**Problem details**:
Pull out each line in the entries below that contains the word "wall".

**Entries shown**:
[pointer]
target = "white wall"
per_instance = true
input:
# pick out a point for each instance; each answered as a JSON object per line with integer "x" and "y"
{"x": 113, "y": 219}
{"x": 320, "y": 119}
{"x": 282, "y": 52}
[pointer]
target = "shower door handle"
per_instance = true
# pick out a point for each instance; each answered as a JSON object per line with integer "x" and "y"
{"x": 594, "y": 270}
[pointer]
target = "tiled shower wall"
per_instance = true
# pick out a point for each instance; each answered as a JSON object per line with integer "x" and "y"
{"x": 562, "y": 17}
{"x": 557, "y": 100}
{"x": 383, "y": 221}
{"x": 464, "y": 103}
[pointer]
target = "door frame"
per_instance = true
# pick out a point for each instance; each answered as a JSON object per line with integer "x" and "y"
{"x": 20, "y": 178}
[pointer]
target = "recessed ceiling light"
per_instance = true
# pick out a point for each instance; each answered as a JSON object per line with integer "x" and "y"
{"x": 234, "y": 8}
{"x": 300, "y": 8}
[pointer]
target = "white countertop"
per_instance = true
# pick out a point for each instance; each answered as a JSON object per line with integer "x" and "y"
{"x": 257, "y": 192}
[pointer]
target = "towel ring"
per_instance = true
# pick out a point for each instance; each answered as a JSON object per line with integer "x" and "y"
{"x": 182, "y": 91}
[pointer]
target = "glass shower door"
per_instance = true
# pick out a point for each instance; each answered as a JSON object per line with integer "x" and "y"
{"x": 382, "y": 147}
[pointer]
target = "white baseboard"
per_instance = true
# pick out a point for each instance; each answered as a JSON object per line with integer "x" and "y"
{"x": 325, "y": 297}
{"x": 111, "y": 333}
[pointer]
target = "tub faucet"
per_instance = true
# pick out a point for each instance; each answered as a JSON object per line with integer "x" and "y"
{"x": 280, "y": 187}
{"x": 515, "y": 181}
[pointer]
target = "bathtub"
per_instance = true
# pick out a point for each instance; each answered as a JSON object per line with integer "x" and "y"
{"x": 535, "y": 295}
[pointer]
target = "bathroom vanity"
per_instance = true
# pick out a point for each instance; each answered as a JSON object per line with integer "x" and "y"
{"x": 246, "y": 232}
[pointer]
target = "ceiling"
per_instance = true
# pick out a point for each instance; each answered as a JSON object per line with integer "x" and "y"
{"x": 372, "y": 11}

**Task answer**:
target = "white wall"
target = "tiled shower wall"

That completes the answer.